● **EXTRACT TO READ**
Implementation:Online ml River Compose TransformerProduct
| Knowledge Sources | |
|---|---|
| Domains | Online_Learning, Feature_Engineering, Interaction_Terms, Data_Transformation |
| Last Updated | 2026-02-08 16:00 GMT |
Overview
TransformerProduct computes interaction terms between the outputs of multiple transformers by creating cross-products of their features.
Description
TransformerProduct extends TransformerUnion to create multiplicative interaction features between different groups of transformed features. Instead of just merging transformer outputs like TransformerUnion, it computes the Cartesian product of features from each transformer and multiplies their values.
For each combination of features (one from each transformer), the product creates a new feature with a name formed by joining the original feature names with asterisks (e.g., "a*x"). The value is the product of the corresponding feature values. This is useful for capturing non-linear interactions between feature groups.
The implementation includes optimizations for mini-batch processing, with special fast-paths for sparse data types including sparse[uint8] (for binary features) and general sparse arrays. It handles various combinations of sparse and dense data efficiently using pandas sparse dtypes.
Usage
Use TransformerProduct when you need to model interactions between different groups of features, such as user features × item features in recommendation systems, or when you want specific feature groups to interact without creating all possible polynomial combinations. It's more targeted than PolynomialExtender.
Code Reference
Source Location
- Repository: Online_ml_River
- File: river/compose/product.py
Signature
class TransformerProduct(union.TransformerUnion):
def __init__(self, *transformers):
...
Import
from river import compose
I/O Contract
| Parameter | Type | Description |
|---|---|---|
| transformers | tuple | Variable number of transformers to create products from |
| x | dict | Feature dictionary for single-sample methods |
| X | DataFrame | Feature dataframe for mini-batch methods |
| Method | Return Type | Description |
|---|---|---|
| transform_one(x) | dict | Dictionary of interaction features (products) |
| transform_many(X) | DataFrame | DataFrame of interaction features (products) |
| Method | Parameters | Description |
|---|---|---|
| transform_one(x) | x: dict | Computes all feature products |
| transform_many(X) | X: DataFrame | Computes all feature products (optimized for sparse) |
| __mul__(other) | other: transformer | Adds transformer to product (* operator) |
| __add__(other) | other: transformer | Creates union with other (+ operator) |
Usage Examples
from pprint import pprint
from river.compose import Select, TransformerProduct
# Define feature groups
x = dict(
a=0, b=1, # group 1
x=2, y=3 # group 2
)

● **WHAT YOU WILL DO**
a) List every domain named in the TransformerProduct page.
b) Carry on the TransformerProduct page from the point where it ends.

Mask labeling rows
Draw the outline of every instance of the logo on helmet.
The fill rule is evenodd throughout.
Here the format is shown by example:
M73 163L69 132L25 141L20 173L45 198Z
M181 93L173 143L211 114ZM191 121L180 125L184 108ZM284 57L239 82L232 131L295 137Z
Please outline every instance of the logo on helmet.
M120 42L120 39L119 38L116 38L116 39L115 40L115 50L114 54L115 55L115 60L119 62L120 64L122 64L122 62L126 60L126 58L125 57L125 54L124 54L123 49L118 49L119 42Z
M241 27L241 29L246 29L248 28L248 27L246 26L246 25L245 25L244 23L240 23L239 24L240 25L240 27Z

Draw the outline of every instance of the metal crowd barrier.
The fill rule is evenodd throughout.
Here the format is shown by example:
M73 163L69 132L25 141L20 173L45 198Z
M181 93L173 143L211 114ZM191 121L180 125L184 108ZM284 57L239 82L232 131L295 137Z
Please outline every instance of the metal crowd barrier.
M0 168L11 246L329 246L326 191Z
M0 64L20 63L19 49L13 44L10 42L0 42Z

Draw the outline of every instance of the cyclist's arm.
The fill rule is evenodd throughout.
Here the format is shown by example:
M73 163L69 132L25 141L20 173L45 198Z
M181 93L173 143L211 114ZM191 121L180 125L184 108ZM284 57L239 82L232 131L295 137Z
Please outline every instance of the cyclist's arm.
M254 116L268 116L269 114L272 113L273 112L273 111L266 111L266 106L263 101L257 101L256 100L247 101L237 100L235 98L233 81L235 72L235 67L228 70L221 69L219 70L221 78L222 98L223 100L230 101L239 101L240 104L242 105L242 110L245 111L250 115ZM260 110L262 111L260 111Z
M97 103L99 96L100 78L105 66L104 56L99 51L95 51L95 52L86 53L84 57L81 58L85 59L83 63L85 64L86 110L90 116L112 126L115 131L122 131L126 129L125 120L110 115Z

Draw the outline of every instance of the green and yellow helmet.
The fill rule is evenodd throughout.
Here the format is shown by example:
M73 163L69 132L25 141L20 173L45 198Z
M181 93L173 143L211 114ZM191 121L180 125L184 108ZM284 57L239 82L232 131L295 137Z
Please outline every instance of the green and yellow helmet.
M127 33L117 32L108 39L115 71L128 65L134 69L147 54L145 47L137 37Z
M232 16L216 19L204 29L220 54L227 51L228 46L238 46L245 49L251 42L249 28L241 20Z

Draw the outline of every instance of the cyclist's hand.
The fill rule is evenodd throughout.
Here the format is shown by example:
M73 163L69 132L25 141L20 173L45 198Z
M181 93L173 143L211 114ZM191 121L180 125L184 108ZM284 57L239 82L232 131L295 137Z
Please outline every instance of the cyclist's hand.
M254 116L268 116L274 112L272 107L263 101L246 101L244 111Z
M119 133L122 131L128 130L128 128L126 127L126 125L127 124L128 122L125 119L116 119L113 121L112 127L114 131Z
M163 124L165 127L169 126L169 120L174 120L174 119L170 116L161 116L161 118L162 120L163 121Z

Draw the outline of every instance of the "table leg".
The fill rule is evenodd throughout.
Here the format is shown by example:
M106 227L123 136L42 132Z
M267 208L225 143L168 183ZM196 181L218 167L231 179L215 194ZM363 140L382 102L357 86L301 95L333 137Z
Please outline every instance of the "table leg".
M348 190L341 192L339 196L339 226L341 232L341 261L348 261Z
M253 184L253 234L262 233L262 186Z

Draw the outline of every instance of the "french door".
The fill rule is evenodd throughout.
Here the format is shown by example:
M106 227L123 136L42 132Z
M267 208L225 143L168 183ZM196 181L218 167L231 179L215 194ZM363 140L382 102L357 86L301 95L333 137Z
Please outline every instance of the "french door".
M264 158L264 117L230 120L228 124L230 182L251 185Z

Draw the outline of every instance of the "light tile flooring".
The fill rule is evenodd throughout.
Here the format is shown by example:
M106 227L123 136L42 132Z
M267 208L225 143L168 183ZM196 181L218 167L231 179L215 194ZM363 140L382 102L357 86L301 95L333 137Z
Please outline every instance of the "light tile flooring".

● **ANSWERS BELOW**
a) Online_Learning, Feature_Engineering, Interaction_Terms, Data_Transformation

b)
# Create interaction terms between groups
product = TransformerProduct(
Select('a', 'b'),
Select('x', 'y')
)
pprint(product.transform_one(x))
# {'a*x': 0, 'a*y': 0, 'b*x': 2, 'b*y': 3}
# Shorthand using * operator
product = Select('a', 'b') * Select('x', 'y')
pprint(product.transform_one(x))
# {'a*x': 0, 'a*y': 0, 'b*x': 2, 'b*y': 3}
# Include original features using + operator
group_1 = Select('a', 'b')
group_2 = Select('x', 'y')
product = group_1 + group_2 + group_1 * group_2
pprint(product.transform_one(x))
# {'a': 0, 'a*x': 0, 'a*y': 0, 'b': 1, 'b*x': 2, 'b*y': 3, 'x': 2, 'y': 3}
# Real-world example: User-Item interactions
user_features = Select('user_age', 'user_gender')
item_features = Select('item_price', 'item_category')
# Model interactions between user and item features
model_features = (
user_features + # User features alone
item_features + # Item features alone
user_features * item_features # User × Item interactions
)
sample = {
'user_age': 25,
'user_gender': 1,
'item_price': 50,
'item_category': 3
}
pprint(model_features.transform_one(sample))
# {
# 'user_age': 25,
# 'user_gender': 1,
# 'item_price': 50,
# 'item_category': 3,
# 'user_age*item_price': 1250,
# 'user_age*item_category': 75,
# 'user_gender*item_price': 50,
# 'user_gender*item_category': 3
# }
# Use in complete pipeline
from river import linear_model
from river import preprocessing
pipeline = (
(user_features + item_features + user_features * item_features) |
preprocessing.StandardScaler() |
linear_model.LinearRegression()
)
# Three-way products
group_3 = Select('z')
three_way = group_1 * group_2 * group_3
x_extended = {**x, 'z': 5}
pprint(three_way.transform_one(x_extended))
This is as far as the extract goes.